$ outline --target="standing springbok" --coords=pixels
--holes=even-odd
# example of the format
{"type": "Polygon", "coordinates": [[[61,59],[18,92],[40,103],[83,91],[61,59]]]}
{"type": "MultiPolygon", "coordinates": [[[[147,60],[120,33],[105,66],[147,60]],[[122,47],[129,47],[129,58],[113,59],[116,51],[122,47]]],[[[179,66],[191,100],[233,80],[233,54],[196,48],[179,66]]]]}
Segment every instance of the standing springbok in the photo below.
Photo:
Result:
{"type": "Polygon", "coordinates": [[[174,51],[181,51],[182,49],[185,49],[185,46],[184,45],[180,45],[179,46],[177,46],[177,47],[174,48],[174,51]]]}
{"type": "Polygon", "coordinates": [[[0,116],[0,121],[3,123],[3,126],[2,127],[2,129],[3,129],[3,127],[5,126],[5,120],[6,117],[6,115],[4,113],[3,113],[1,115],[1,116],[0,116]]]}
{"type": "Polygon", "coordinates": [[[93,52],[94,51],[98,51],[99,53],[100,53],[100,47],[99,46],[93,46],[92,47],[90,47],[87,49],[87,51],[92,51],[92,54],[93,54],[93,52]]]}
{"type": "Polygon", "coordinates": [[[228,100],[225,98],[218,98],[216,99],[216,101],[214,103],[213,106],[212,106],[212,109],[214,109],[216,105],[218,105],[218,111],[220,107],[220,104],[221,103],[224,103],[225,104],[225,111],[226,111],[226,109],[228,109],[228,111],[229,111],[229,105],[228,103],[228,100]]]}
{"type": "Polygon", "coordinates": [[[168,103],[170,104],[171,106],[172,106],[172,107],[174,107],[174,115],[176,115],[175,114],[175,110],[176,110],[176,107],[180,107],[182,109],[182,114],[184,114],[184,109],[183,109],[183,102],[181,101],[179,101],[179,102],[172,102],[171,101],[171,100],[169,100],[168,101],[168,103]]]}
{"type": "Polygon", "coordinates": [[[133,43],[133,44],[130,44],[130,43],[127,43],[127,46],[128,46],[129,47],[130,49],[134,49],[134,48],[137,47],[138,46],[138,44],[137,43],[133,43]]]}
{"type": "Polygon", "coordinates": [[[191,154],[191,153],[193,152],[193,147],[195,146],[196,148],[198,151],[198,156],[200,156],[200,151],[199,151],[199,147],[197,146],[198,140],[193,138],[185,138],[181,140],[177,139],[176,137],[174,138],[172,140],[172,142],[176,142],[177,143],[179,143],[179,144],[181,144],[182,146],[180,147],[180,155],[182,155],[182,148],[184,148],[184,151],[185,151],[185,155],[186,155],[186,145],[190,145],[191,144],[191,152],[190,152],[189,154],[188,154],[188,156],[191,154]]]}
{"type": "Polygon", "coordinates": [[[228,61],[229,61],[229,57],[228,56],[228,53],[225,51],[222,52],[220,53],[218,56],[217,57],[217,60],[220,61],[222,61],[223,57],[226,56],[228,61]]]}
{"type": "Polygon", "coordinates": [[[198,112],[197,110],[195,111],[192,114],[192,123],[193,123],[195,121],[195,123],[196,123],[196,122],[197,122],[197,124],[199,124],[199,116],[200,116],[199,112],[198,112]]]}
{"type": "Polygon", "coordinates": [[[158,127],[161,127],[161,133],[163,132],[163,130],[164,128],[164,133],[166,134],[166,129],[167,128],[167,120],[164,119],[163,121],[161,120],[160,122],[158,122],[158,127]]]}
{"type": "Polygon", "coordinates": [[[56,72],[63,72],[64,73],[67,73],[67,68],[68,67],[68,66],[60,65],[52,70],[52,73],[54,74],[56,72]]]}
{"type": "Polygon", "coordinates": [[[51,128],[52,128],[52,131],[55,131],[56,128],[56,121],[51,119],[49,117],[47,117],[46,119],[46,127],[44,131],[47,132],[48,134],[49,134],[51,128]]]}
====================
Reproduce every item above verbatim, in the same order, line for line.

$ outline --target="standing springbok" --coords=pixels
--holes=even-odd
# example of the format
{"type": "Polygon", "coordinates": [[[61,59],[18,92],[40,103],[83,91],[61,59]]]}
{"type": "MultiPolygon", "coordinates": [[[[147,60],[120,33],[105,66],[147,60]],[[122,47],[129,47],[129,58],[113,59],[116,51],[122,47]]],[[[179,66],[191,100],[233,80],[233,54],[196,48],[179,66]]]]}
Segment every instance of the standing springbok in the photo below.
Photo:
Result:
{"type": "Polygon", "coordinates": [[[174,51],[181,51],[182,49],[185,49],[185,46],[184,45],[180,45],[179,46],[177,46],[177,47],[174,48],[174,51]]]}
{"type": "Polygon", "coordinates": [[[0,116],[0,121],[3,123],[3,126],[2,127],[2,129],[3,129],[3,127],[5,126],[5,120],[6,117],[6,115],[4,113],[3,113],[1,115],[1,116],[0,116]]]}
{"type": "Polygon", "coordinates": [[[93,52],[94,51],[98,51],[99,53],[100,53],[100,47],[99,46],[93,46],[92,47],[90,47],[87,49],[87,51],[92,51],[92,54],[93,54],[93,52]]]}
{"type": "Polygon", "coordinates": [[[228,100],[225,98],[218,98],[216,99],[216,101],[214,103],[213,106],[212,106],[212,109],[214,109],[216,105],[218,105],[218,111],[220,107],[220,104],[221,103],[224,103],[225,104],[225,111],[226,111],[226,109],[228,109],[228,111],[229,111],[229,105],[228,103],[228,100]]]}
{"type": "Polygon", "coordinates": [[[168,103],[170,104],[171,106],[172,106],[172,107],[174,107],[174,115],[176,115],[175,114],[175,110],[176,110],[176,107],[180,107],[182,109],[182,114],[184,114],[184,109],[183,109],[183,102],[181,101],[179,101],[179,102],[172,102],[171,101],[171,100],[169,100],[168,101],[168,103]]]}
{"type": "Polygon", "coordinates": [[[133,43],[133,44],[130,44],[130,43],[127,43],[127,46],[128,46],[129,47],[130,49],[134,49],[134,48],[137,47],[138,46],[138,44],[137,43],[133,43]]]}
{"type": "Polygon", "coordinates": [[[191,154],[191,153],[193,152],[193,147],[195,146],[196,148],[198,151],[198,156],[200,156],[200,151],[199,151],[199,147],[197,146],[198,140],[193,138],[185,138],[181,140],[177,139],[176,137],[174,138],[172,140],[172,142],[176,142],[177,143],[179,143],[179,144],[181,144],[182,146],[180,147],[180,155],[182,155],[182,148],[184,148],[184,151],[185,151],[185,155],[186,155],[186,145],[190,145],[191,144],[191,152],[190,152],[189,154],[188,154],[188,156],[191,154]]]}
{"type": "Polygon", "coordinates": [[[228,61],[229,61],[229,57],[228,56],[228,53],[225,51],[222,52],[220,53],[218,56],[217,57],[217,60],[220,61],[222,61],[223,57],[226,56],[228,61]]]}
{"type": "Polygon", "coordinates": [[[198,112],[197,110],[195,111],[192,114],[192,123],[193,123],[195,121],[195,123],[196,123],[196,122],[197,122],[197,124],[199,124],[199,116],[200,116],[199,112],[198,112]]]}
{"type": "Polygon", "coordinates": [[[158,127],[161,127],[161,133],[163,132],[163,130],[164,128],[164,133],[166,134],[166,129],[167,128],[167,120],[164,119],[163,121],[161,120],[160,122],[158,122],[158,127]]]}
{"type": "Polygon", "coordinates": [[[56,72],[63,72],[64,73],[67,73],[67,68],[68,67],[68,66],[60,65],[52,70],[52,73],[54,74],[56,72]]]}
{"type": "Polygon", "coordinates": [[[51,128],[52,128],[52,131],[55,131],[56,128],[56,121],[51,119],[49,117],[47,117],[46,119],[46,127],[44,131],[47,132],[48,134],[49,134],[51,128]]]}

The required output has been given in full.